BEGIN Input data
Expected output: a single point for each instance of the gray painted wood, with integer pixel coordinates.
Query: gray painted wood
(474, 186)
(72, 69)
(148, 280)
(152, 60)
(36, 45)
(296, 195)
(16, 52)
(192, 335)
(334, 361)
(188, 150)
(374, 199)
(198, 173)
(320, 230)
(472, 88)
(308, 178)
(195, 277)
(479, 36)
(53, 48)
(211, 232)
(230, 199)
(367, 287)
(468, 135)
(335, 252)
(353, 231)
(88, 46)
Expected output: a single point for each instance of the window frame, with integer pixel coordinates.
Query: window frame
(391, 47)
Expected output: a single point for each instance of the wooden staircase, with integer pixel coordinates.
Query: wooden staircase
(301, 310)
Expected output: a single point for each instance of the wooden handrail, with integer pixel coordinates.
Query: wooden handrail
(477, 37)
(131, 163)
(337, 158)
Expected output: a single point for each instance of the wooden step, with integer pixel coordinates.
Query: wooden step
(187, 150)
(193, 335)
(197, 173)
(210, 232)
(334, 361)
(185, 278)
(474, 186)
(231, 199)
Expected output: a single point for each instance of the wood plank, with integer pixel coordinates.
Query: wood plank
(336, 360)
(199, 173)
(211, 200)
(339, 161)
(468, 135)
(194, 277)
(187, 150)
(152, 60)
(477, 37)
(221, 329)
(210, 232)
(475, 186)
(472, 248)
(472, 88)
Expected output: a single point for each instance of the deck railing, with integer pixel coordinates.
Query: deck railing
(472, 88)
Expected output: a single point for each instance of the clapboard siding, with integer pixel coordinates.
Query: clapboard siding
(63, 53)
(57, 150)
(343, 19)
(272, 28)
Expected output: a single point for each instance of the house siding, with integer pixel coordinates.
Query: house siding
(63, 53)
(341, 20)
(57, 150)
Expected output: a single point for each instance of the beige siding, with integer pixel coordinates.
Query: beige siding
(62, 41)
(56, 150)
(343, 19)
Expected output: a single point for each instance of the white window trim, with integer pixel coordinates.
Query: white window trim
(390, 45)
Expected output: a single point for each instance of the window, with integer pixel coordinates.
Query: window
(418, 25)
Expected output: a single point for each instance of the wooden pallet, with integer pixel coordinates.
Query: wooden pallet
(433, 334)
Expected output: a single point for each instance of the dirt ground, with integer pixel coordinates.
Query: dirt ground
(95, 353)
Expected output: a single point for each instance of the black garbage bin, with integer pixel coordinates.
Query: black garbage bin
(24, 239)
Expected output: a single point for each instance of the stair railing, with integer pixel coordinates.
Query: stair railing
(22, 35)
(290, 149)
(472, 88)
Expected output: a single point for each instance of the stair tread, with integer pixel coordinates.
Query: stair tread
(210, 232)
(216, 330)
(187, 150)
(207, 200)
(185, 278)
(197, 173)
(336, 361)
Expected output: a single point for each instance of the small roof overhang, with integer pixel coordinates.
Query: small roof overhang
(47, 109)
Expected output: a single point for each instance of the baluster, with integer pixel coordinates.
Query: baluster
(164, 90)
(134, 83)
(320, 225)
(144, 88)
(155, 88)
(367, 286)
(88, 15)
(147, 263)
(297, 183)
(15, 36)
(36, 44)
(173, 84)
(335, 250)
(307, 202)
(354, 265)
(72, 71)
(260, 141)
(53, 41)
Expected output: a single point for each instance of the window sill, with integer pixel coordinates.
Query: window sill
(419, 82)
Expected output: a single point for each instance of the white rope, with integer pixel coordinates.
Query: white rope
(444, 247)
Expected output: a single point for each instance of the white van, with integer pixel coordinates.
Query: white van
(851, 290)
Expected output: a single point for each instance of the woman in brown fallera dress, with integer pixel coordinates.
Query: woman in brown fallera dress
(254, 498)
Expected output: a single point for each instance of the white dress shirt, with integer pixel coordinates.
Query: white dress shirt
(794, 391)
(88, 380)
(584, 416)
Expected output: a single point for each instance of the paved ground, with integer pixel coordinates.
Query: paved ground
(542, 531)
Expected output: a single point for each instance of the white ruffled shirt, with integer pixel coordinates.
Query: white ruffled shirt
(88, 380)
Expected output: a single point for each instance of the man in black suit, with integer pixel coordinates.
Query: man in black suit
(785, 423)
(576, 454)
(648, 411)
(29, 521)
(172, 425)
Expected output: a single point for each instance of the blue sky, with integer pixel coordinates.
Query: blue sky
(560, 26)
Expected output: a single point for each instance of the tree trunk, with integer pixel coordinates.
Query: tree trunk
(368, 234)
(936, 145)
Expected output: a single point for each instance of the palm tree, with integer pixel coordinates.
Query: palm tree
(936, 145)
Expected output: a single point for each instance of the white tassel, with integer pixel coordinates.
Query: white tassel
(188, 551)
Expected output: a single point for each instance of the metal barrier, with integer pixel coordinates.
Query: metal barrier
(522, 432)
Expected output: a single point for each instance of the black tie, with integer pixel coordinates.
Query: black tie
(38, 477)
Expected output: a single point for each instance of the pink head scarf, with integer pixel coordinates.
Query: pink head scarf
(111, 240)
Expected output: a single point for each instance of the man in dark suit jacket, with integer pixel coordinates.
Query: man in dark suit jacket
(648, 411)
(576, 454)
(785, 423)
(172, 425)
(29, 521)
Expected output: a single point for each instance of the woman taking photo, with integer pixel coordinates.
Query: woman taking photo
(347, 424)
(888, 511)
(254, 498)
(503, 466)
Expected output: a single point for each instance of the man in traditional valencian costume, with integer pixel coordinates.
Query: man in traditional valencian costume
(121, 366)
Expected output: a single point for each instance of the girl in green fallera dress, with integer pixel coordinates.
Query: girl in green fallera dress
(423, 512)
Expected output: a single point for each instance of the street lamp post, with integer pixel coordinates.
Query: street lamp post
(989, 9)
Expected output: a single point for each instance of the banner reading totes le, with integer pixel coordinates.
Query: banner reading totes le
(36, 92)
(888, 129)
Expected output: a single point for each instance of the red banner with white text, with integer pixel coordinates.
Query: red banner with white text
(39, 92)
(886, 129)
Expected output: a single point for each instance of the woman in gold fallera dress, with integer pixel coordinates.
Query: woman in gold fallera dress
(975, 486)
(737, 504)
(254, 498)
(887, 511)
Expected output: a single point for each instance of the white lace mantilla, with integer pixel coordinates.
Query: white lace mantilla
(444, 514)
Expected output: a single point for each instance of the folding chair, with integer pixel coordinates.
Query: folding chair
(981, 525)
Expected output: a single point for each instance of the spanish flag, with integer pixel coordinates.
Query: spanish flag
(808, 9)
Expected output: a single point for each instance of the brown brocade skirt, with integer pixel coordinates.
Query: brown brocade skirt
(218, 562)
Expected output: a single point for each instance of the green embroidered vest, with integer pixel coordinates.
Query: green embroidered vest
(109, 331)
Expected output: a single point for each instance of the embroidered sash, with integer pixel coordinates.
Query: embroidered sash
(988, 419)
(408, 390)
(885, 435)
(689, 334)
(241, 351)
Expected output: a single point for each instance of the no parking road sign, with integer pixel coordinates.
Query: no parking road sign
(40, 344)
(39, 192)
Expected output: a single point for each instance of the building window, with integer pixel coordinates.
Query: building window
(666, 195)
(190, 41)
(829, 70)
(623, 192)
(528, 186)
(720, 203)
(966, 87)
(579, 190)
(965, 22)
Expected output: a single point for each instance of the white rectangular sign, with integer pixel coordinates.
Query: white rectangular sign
END Input data
**Task prompt:** Reproduce exactly, with nothing added, the lines from the one that contains "sash, with integer pixel coordinates." to the end of the data.

**Solution to this exercise:**
Expected output: a single point for each instance of the embroidered sash, with integer pixel coordinates.
Query: embroidered sash
(988, 419)
(408, 390)
(885, 435)
(689, 334)
(241, 351)
Expected output: a single point for each instance of the no parking road sign, with integer pixel coordinates.
Query: no parking road sign
(40, 344)
(39, 192)
Expected output: a single point for each instance of the building window, with integer pixel coordinates.
Query: building window
(666, 195)
(190, 41)
(829, 70)
(623, 192)
(528, 186)
(720, 203)
(966, 87)
(579, 190)
(965, 22)
Expected output: a single point for each instance of the white rectangular sign, with integer pixel coordinates.
Query: white rectangular sign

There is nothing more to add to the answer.